> [THE PROBLEM] Go through the material below and copy each line exactly.

> [GIVEN DATA]
※

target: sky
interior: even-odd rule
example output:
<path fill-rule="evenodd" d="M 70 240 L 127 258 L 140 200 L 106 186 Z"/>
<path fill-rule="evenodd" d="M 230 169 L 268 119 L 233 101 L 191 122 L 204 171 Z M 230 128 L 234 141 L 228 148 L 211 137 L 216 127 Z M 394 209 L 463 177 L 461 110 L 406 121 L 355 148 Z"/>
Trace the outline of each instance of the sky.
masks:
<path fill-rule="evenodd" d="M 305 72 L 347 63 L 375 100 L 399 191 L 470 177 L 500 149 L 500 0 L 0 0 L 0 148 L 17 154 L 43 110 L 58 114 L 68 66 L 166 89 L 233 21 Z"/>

※

> [OUTPUT FOR THIS TASK]
target: sky
interior: even-odd rule
example output:
<path fill-rule="evenodd" d="M 70 240 L 127 258 L 140 200 L 106 186 Z"/>
<path fill-rule="evenodd" d="M 230 169 L 268 119 L 233 101 L 191 122 L 204 171 Z M 230 128 L 234 141 L 228 148 L 211 137 L 216 127 Z M 394 209 L 463 177 L 461 110 L 406 121 L 355 148 Z"/>
Trace the outline of each instance of the sky.
masks:
<path fill-rule="evenodd" d="M 305 72 L 347 63 L 375 100 L 399 191 L 470 177 L 500 149 L 500 0 L 0 0 L 0 148 L 17 154 L 43 110 L 58 114 L 68 66 L 166 89 L 233 21 Z"/>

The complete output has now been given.